### Problem requirements
Note each line of the listing that contains the string "seam", and copy it.

### Data listing
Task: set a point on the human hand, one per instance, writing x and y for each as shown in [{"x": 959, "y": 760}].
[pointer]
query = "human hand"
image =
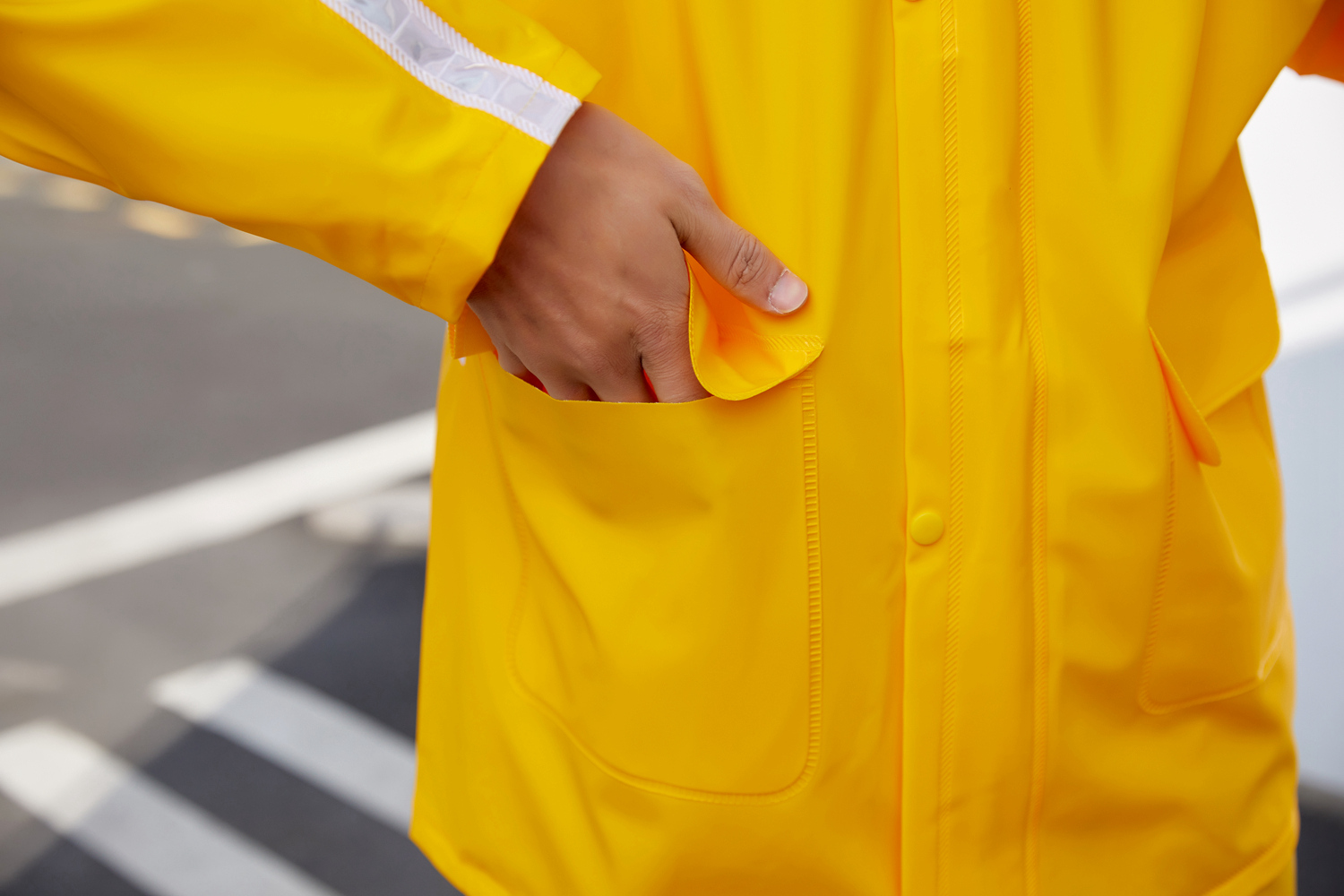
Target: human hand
[{"x": 588, "y": 292}]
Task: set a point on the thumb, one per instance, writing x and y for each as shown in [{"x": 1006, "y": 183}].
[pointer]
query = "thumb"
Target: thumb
[{"x": 741, "y": 263}]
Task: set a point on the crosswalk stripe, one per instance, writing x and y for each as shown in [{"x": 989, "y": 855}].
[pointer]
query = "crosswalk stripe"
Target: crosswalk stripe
[
  {"x": 214, "y": 509},
  {"x": 1311, "y": 324},
  {"x": 151, "y": 836},
  {"x": 300, "y": 729}
]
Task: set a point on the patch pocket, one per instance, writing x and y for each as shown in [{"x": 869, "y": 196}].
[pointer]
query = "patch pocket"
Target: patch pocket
[
  {"x": 1219, "y": 611},
  {"x": 669, "y": 613}
]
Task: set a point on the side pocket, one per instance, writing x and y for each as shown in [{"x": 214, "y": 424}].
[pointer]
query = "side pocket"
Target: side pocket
[
  {"x": 669, "y": 613},
  {"x": 1219, "y": 608}
]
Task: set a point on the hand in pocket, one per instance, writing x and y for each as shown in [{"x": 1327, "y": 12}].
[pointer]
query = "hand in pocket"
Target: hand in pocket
[{"x": 588, "y": 292}]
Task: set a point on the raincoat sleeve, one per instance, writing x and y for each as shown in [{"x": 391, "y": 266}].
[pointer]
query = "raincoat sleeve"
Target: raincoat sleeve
[
  {"x": 389, "y": 137},
  {"x": 1322, "y": 51}
]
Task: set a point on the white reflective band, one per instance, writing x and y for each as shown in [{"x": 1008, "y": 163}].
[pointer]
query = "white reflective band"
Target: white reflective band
[{"x": 449, "y": 65}]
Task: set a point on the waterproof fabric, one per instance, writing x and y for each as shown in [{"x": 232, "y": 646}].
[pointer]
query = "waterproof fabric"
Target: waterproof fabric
[{"x": 696, "y": 648}]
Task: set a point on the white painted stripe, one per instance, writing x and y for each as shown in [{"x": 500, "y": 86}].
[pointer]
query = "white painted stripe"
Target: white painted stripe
[
  {"x": 1311, "y": 324},
  {"x": 300, "y": 729},
  {"x": 452, "y": 66},
  {"x": 214, "y": 509},
  {"x": 151, "y": 836}
]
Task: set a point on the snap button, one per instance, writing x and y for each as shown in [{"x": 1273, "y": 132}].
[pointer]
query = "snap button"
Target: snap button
[{"x": 926, "y": 527}]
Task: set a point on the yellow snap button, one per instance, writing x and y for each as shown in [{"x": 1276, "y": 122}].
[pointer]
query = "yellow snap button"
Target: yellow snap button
[{"x": 926, "y": 527}]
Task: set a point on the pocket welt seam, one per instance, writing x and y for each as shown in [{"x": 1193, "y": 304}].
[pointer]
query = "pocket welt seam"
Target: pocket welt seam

### Expected answer
Task: set a point on the pocket welt seam, one per instance, writing x and y for each as shown in [{"x": 1193, "y": 304}].
query = "pocket welt seam"
Target: pocket welt seam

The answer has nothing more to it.